* What is being asked
Reproduce, word for word, the part of the entries below that opens with the line containing "instance, sample <point>245,105</point>." and closes with the line containing "<point>51,48</point>".

* Data entries
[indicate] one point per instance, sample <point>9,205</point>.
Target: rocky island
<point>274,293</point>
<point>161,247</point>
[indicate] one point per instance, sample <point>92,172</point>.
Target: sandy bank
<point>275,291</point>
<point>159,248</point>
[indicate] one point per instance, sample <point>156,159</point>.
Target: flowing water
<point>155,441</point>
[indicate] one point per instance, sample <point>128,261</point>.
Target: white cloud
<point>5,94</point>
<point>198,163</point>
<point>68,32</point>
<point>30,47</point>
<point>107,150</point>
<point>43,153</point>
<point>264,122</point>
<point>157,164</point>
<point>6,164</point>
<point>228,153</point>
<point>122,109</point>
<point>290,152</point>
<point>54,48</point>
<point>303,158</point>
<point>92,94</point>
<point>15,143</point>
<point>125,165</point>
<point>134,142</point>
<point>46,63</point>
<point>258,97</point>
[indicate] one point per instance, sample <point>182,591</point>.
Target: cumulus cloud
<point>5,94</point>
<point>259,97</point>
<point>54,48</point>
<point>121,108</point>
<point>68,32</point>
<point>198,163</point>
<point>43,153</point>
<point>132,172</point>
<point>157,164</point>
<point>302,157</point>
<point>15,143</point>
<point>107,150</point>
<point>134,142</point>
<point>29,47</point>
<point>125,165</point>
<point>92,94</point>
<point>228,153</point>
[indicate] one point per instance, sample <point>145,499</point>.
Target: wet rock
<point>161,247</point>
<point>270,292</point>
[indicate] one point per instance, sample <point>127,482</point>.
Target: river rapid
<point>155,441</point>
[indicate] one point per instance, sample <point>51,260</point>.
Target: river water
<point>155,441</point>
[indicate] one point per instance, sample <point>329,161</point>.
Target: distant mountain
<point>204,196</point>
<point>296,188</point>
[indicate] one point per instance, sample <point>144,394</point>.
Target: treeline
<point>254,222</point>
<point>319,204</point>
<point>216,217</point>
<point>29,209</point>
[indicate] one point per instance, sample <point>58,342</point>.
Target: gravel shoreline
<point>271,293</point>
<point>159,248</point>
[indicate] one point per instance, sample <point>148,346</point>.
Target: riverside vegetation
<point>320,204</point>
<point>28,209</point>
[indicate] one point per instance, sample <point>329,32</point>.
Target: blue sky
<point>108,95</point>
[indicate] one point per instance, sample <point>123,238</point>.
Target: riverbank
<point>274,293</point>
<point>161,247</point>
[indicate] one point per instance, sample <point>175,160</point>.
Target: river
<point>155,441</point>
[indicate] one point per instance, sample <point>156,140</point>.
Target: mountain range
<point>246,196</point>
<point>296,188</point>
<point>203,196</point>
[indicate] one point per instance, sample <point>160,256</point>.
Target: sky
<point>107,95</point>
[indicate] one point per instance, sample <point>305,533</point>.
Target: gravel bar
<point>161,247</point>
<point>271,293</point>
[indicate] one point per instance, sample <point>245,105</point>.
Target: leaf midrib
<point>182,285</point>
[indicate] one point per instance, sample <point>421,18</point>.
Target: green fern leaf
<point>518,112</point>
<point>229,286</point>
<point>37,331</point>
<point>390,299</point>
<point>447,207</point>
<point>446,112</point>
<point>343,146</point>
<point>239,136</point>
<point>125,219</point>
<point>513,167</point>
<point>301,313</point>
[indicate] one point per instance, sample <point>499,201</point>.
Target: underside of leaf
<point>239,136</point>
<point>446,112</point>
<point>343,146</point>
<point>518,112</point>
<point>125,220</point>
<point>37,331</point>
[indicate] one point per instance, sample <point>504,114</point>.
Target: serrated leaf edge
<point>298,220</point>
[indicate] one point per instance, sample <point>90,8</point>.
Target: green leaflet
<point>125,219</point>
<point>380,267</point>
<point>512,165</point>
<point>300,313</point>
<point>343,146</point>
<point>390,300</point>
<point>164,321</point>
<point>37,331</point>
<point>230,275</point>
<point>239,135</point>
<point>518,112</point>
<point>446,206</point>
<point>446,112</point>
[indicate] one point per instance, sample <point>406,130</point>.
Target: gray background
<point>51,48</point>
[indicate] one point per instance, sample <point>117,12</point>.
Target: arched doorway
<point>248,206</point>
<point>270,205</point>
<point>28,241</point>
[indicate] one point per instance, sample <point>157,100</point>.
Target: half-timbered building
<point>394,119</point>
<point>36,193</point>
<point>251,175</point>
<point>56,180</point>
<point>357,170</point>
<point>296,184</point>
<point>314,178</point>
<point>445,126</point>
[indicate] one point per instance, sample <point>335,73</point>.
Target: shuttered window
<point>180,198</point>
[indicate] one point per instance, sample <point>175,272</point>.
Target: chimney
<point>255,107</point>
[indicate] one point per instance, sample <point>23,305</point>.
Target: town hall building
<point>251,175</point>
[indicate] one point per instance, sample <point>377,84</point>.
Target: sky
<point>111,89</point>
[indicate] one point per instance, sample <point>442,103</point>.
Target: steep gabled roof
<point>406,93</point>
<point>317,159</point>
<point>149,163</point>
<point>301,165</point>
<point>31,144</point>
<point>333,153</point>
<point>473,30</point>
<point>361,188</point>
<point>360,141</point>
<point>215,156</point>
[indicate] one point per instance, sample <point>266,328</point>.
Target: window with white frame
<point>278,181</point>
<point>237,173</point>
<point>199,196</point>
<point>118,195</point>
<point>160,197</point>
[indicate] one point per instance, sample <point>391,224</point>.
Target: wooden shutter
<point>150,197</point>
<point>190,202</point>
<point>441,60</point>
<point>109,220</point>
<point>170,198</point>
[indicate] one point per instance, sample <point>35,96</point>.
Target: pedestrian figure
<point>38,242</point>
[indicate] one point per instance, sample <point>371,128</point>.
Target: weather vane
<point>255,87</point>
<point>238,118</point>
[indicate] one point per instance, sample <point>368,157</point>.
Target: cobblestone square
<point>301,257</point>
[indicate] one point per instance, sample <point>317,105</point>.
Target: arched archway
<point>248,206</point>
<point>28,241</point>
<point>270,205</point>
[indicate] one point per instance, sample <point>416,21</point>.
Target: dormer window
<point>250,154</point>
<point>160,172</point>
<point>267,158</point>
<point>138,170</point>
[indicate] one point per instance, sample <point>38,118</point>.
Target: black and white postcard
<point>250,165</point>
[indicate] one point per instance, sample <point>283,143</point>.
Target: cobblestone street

* Correct response
[indicate] one point per instance, sample <point>245,105</point>.
Target: leaf midrib
<point>182,285</point>
[indicate] one point per instance, sample <point>421,18</point>.
Target: green fern leaf
<point>518,112</point>
<point>229,286</point>
<point>37,331</point>
<point>390,299</point>
<point>447,207</point>
<point>446,112</point>
<point>343,146</point>
<point>239,136</point>
<point>125,219</point>
<point>513,167</point>
<point>301,313</point>
[indicate] one point per instance, sample <point>499,201</point>.
Target: underside of leaf
<point>239,136</point>
<point>446,112</point>
<point>343,146</point>
<point>518,112</point>
<point>125,220</point>
<point>37,331</point>
[indicate] one point per instance, sample <point>504,114</point>.
Target: serrated leaf edge
<point>298,220</point>
[indicate] one point per instance, sample <point>90,8</point>.
Target: green leaflet
<point>125,219</point>
<point>380,267</point>
<point>512,165</point>
<point>300,313</point>
<point>343,146</point>
<point>390,300</point>
<point>164,321</point>
<point>37,331</point>
<point>230,275</point>
<point>239,135</point>
<point>518,112</point>
<point>446,206</point>
<point>446,112</point>
[indicate] one point per instance, sample <point>406,130</point>.
Target: gray background
<point>51,48</point>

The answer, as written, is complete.